Exercise directions: Update the records by changing "marker" to "pin" wherever it appears, and leave every other part of the lines as it is.

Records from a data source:
──────────────────────────────

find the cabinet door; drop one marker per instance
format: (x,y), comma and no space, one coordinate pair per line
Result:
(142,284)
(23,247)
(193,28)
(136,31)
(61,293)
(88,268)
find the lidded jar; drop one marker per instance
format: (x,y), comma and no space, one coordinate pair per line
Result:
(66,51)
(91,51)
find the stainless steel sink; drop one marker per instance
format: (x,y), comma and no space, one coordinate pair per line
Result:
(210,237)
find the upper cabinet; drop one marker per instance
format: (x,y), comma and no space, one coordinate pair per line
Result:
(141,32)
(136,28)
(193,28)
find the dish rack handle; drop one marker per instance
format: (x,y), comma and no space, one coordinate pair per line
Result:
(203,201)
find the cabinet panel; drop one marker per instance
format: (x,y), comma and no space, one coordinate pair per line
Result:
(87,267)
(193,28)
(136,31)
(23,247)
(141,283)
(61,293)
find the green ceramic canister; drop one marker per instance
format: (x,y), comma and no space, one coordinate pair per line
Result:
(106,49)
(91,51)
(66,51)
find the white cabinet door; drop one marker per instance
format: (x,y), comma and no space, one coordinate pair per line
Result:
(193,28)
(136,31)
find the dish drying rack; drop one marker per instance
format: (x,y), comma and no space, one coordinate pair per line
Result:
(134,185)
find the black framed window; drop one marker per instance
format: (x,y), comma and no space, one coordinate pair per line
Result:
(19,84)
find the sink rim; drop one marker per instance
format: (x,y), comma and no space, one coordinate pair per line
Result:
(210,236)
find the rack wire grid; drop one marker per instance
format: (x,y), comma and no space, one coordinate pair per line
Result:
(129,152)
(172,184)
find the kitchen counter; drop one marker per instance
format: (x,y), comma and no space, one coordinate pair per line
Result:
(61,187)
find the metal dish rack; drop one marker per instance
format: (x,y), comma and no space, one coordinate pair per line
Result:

──────────────────────────────

Final result:
find the cabinet door; drop one pin per instance
format: (x,y), comma and no space, one coordinate pair per line
Result:
(142,284)
(23,247)
(193,28)
(136,31)
(61,293)
(88,268)
find the lidded jar; drop one pin per instance
format: (x,y), comma and no space, one coordinate pair per line
Result:
(66,51)
(91,51)
find the stainless steel sink; drop one pin per instance
format: (x,y), comma and no space, one coordinate pair per line
Result:
(210,237)
find the upper cabinet; drop one pin per instance
format: (x,y), comma and no space, one coordinate pair per line
Result:
(141,32)
(136,28)
(193,28)
find the dish rack handle; drop one pin per instance
format: (x,y), comma and no space, one coordinate pair per line
Result:
(203,201)
find the cabinet panel; drop one pin per instance
format: (x,y), comma and no space, one coordinate pair per line
Result:
(87,267)
(193,28)
(136,31)
(23,247)
(141,283)
(61,293)
find the green ceramic canister; drop one pin per instance
format: (x,y), comma and no space, one coordinate pair per line
Result:
(106,49)
(91,51)
(66,51)
find the white cabinet door; drop one pin per instance
format: (x,y), comma and no space, one coordinate pair per line
Result:
(193,28)
(136,31)
find the dish drying rack; drop one pin per instance
format: (x,y), comma and no space, one coordinate pair per line
Result:
(134,185)
find the black framed window; drop one pin per instance
format: (x,y), comma and no space, one coordinate pair per line
Result:
(19,84)
find the sink rim; drop one pin per instance
format: (x,y), comma and no space, one coordinate pair per line
Result:
(210,236)
find the rack wire grid; drop one pin per instance
format: (x,y), comma and no space, one coordinate pair per line
Result:
(129,152)
(172,184)
find the kitchen counter; drop one pin per instance
format: (x,y), comma and no space, one coordinate pair per line
Result:
(61,187)
find the metal dish rack; drop one pin per instance
format: (x,y), comma and no space, one coordinate pair per line
Result:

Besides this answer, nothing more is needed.